What is asked: Please set out every line of the records below as a Markdown table with the columns Row and Line. Give each line its row number and leave out blank lines.
== Supplied data ==
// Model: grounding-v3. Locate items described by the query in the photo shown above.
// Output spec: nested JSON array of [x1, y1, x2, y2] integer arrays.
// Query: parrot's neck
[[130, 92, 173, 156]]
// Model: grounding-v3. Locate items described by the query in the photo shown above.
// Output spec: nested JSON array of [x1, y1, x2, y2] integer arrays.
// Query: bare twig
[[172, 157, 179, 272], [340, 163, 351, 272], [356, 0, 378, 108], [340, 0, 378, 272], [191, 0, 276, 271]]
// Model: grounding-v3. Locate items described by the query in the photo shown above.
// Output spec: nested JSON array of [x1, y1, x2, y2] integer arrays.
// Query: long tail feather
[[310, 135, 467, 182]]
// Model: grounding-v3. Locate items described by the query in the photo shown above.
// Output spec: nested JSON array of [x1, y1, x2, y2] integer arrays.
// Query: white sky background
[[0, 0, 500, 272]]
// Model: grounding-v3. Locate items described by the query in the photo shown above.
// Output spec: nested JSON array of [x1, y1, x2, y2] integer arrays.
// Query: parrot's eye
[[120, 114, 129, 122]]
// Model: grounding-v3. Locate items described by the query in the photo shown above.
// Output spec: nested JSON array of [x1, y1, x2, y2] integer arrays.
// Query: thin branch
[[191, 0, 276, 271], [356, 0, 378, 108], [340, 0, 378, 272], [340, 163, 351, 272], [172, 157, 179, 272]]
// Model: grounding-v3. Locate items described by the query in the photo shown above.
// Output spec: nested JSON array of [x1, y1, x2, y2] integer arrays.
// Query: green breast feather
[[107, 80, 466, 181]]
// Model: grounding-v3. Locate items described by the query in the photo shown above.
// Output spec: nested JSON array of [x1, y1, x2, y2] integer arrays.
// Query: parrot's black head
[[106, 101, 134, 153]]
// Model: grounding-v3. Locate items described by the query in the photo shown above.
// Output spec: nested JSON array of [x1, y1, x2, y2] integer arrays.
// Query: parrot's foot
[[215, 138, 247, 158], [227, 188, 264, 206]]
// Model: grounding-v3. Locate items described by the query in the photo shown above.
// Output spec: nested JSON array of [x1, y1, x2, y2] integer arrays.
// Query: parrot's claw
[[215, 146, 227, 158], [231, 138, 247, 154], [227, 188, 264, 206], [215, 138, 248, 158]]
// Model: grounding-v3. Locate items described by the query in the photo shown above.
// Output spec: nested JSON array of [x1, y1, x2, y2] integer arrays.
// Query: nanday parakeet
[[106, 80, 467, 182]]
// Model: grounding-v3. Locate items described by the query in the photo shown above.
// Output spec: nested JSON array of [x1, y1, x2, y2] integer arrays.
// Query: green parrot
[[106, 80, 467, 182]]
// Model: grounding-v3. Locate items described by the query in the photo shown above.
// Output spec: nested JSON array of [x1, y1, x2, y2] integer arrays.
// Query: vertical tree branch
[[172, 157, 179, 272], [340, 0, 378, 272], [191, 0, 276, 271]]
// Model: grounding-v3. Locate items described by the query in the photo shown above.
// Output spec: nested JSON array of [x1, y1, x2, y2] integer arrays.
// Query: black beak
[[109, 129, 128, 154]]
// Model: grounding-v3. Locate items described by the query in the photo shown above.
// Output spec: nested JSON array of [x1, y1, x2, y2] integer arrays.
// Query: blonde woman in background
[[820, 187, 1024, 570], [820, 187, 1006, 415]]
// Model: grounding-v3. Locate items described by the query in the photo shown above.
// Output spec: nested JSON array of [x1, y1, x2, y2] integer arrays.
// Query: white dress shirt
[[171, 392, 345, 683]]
===
Result of the exercise:
| Row | Line |
|---|---|
| 1 | // Model: grounding-v3. Locate items described by the query in the photo shown above. |
| 2 | // Output spec: nested JSON array of [x1, y1, x2, y2] integer arrays. |
| 3 | // Query: parrot's neck |
| 4 | [[130, 92, 173, 156]] |
| 5 | // Model: grounding-v3. Locate items described by the query in the photo shown above. |
| 6 | // Output spec: nested JSON array of [x1, y1, x2, y2] integer arrays. |
| 7 | // Query: bare twig |
| 8 | [[172, 157, 179, 272], [340, 163, 351, 272], [356, 0, 378, 108], [340, 0, 378, 272], [191, 0, 276, 271]] |
| 9 | // Model: grounding-v3. Locate items described by the query in the photo shown above. |
| 10 | // Output spec: nested JSON array of [x1, y1, x2, y2] integer arrays. |
| 11 | // Query: long tail feather |
| 12 | [[310, 135, 467, 182]] |
| 13 | // Model: grounding-v3. Locate items described by the query in the photo shown above. |
| 14 | // Output spec: nested JSON array of [x1, y1, x2, y2] integer arrays. |
| 15 | // Query: white sky background |
| 16 | [[0, 0, 500, 272]] |
| 17 | // Model: grounding-v3. Locate items described by the query in the photo shown above. |
| 18 | // Output spec: nested JSON array of [x1, y1, x2, y2] integer arrays. |
| 19 | // Query: parrot's eye |
| 20 | [[120, 114, 129, 122]] |
| 21 | // Model: grounding-v3. Locate items described by the query in the photo shown above. |
| 22 | // Output spec: nested JSON array of [x1, y1, x2, y2] integer arrays. |
| 23 | // Query: thin branch |
| 24 | [[191, 0, 276, 271], [356, 0, 378, 108], [340, 0, 378, 272], [340, 163, 351, 272], [172, 157, 179, 272]] |
| 25 | // Model: grounding-v3. Locate items described by the query in the photo shown above. |
| 26 | // Output spec: nested JSON array of [x1, y1, x2, y2] integer arrays. |
| 27 | // Query: green breast feather |
| 28 | [[107, 80, 466, 181]] |
| 29 | // Model: grounding-v3. Locate items described by the query in the photo shown above. |
| 30 | // Output spec: nested JSON array of [x1, y1, x2, y2] integer arrays. |
| 31 | // Query: parrot's black head |
| 32 | [[106, 101, 134, 153]] |
| 33 | // Model: grounding-v3. Locate items described by the query in the photo shown above. |
| 34 | // Output spec: nested JSON array of [x1, y1, x2, y2] integer arrays. |
| 35 | // Query: parrot's foot |
| 36 | [[215, 138, 247, 158], [227, 188, 264, 206]] |
| 37 | // Model: grounding-v3. Locate items described by the query in the photo shown above. |
| 38 | // Output spec: nested JSON array of [x1, y1, x2, y2] integer arrays. |
| 39 | // Query: parrot's claw |
| 40 | [[215, 146, 227, 158], [231, 138, 247, 154], [227, 188, 264, 206], [215, 138, 248, 158]] |
| 41 | // Model: grounding-v3. Locate items described by the query in the photo shown above. |
| 42 | // Output spec: nested JSON array of [x1, y1, x2, y2] integer arrays. |
| 43 | // Query: nanday parakeet |
| 44 | [[106, 80, 467, 182]] |
| 45 | // Model: grounding-v3. Locate items described by the query in the photo shown above. |
| 46 | // Output spec: nested JSON array of [x1, y1, x2, y2] integer arrays. |
| 47 | // Query: green parrot |
| 48 | [[106, 80, 467, 182]] |
| 49 | // Model: grounding-v3. Locate items described by the query in the photo shown above. |
| 50 | // Output spec: nested JSON array of [x1, y1, x2, y2] integer arrays. |
| 51 | // Query: vertical tree branch |
| 52 | [[172, 157, 179, 272], [340, 0, 378, 272], [191, 0, 276, 271]] |
| 53 | // Model: grounding-v3. Locate items described by the query in the photo shown above. |
| 54 | // Output spec: nested JSON array of [x1, y1, x2, y2] integer arrays. |
| 55 | // Query: black beak |
| 56 | [[109, 129, 128, 154]] |
| 57 | // Model: grounding-v3. Locate items described by the query in the photo shown above. |
| 58 | // Output spec: nested JSON array of [x1, y1, x2, y2] integer arrays. |
| 59 | // Query: blonde woman in background |
| 60 | [[820, 187, 1024, 570], [820, 187, 1006, 415]] |
| 61 | // Model: grounding-v3. Locate items described by the query in the photo shown above. |
| 62 | // Output spec: nested JSON array of [x1, y1, x2, y2] integer arrays. |
| 63 | // Query: white dress shirt |
| 64 | [[171, 392, 345, 683]] |